▶ [TASK DIRECTIONS]: Reproduce each of the rows below verbatim, omitting the pictures from your answer.

▶ [THE RECORDS]:
Content starts
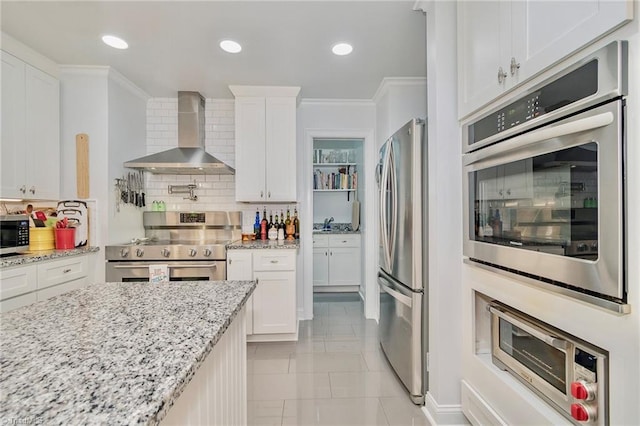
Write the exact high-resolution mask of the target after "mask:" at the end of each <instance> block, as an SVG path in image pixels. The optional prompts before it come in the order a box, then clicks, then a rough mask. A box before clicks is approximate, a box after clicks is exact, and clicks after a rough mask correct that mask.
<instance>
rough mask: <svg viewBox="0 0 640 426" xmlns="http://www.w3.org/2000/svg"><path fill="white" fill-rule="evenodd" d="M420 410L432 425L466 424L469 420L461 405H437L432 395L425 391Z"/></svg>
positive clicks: (452, 424) (436, 402)
mask: <svg viewBox="0 0 640 426" xmlns="http://www.w3.org/2000/svg"><path fill="white" fill-rule="evenodd" d="M422 411H423V412H424V414H425V416H427V420H429V423H431V424H432V425H433V426H436V425H468V424H469V420H467V418H466V417H465V416H464V414H463V413H462V405H460V404H450V405H439V404H438V403H437V402H436V400H435V399H433V395H431V393H430V392H427V395H426V397H425V400H424V407H422Z"/></svg>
Content ends
▶ [SOLUTION TO THE PROBLEM]:
Write the exact high-resolution mask of the target after "mask:" at the end of each <instance> block, as an SVG path in image pixels. The optional prompts before it come in the order a box, then clicks, then a rough mask. A box before clicks is approximate, a box after clicks is exact, and clicks after a rough mask correct that mask.
<instance>
rough mask: <svg viewBox="0 0 640 426" xmlns="http://www.w3.org/2000/svg"><path fill="white" fill-rule="evenodd" d="M420 410L432 425L466 424L469 420L461 405H437L432 395L425 391Z"/></svg>
positive clicks: (452, 424) (436, 402)
mask: <svg viewBox="0 0 640 426" xmlns="http://www.w3.org/2000/svg"><path fill="white" fill-rule="evenodd" d="M422 411H423V412H424V414H425V416H427V420H429V423H431V424H432V425H433V426H436V425H468V424H469V420H467V418H466V417H465V416H464V414H463V413H462V405H460V404H450V405H439V404H438V403H437V402H436V400H435V399H433V395H431V393H430V392H427V395H426V397H425V400H424V407H422Z"/></svg>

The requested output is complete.